-- RECORD EXTRACTS --
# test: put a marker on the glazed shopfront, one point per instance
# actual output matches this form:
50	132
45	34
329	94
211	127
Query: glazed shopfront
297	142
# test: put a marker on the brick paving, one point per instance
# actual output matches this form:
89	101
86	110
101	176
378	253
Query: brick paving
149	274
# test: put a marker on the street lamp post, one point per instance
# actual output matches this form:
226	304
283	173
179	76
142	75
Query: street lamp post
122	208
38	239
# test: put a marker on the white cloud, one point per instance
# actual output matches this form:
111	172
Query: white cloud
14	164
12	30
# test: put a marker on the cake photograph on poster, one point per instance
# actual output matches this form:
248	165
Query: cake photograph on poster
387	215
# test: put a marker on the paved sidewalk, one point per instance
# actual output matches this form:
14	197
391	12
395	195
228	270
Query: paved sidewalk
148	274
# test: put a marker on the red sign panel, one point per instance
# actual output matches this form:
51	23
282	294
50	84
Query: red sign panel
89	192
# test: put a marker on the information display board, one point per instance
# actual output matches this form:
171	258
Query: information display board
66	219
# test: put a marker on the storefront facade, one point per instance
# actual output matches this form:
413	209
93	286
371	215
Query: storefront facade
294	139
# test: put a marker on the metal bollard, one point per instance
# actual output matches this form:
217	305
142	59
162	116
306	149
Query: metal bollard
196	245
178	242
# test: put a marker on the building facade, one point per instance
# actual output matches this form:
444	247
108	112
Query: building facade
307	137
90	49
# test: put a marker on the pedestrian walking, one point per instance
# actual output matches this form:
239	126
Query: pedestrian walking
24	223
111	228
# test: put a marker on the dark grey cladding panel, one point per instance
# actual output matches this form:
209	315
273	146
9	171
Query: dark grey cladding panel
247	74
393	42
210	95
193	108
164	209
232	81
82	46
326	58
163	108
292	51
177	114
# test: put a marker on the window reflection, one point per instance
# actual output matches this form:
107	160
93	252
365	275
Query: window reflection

-- ACTIVITY --
The whole listing above needs to be transcribed exactly.

-- EXERCISE RESULT --
# test: put a marker on the glazed shopfront, one point per instance
# actual output matches this form:
50	132
45	34
329	94
211	127
Query: glazed shopfront
297	142
# test: put a marker on the brick paving, one point per instance
# actual output matches this form:
89	101
86	110
101	176
378	253
Query: brick paving
149	274
# test: put a marker on the street lamp post, one point per instance
# actual output matches this form:
226	304
283	173
179	76
142	75
Query: street lamp post
122	208
38	239
# test: put a marker on the white cloud, one point per instance
# actual output matches this form:
111	172
Query: white cloud
14	164
12	30
# test: put a marker on the cake photograph on poster, one point per instance
# actual output matches this form:
248	165
Query: cake photograph on poster
387	215
# test: put a marker on the paved sidewalk, one point per instance
# actual output matches this form:
14	197
391	12
395	195
228	270
Query: paved sidewalk
148	274
# test: put a marker on the red sign panel, one point per instance
# actual output matches this form:
51	23
282	294
50	84
Query: red sign panel
89	192
# test: put a marker on the information display board, one point per instance
# actual output matches this form:
171	258
Query: information display board
66	219
# test: put a marker on the storefront facade, one point per instance
# actual output matches this form:
413	209
93	286
371	215
Query: storefront facade
294	139
# test: put a marker on the metal bollard, one point per instance
# actual output matches this form:
217	305
142	59
162	116
306	149
Query: metal bollard
196	245
178	242
# test: put a marker on the building facade, one point per instance
# actual output matches this form:
444	247
108	112
Query: building facade
307	137
90	49
# test: put a marker on the pedestrian walking, one point per instance
# actual output matches this form:
239	126
Query: pedestrian walking
24	223
111	228
# test: put a marker on the dark grey cladding panel, one point per instance
# actual output matches this form:
209	315
273	146
9	171
Query: dark grey cladding panel
247	74
393	42
210	95
193	108
164	209
232	81
82	46
326	58
163	108
292	51
177	114
# test: put a marker on the window reflection, one point per instance
# actual output matches this form:
107	160
93	252
365	275
Query: window reflection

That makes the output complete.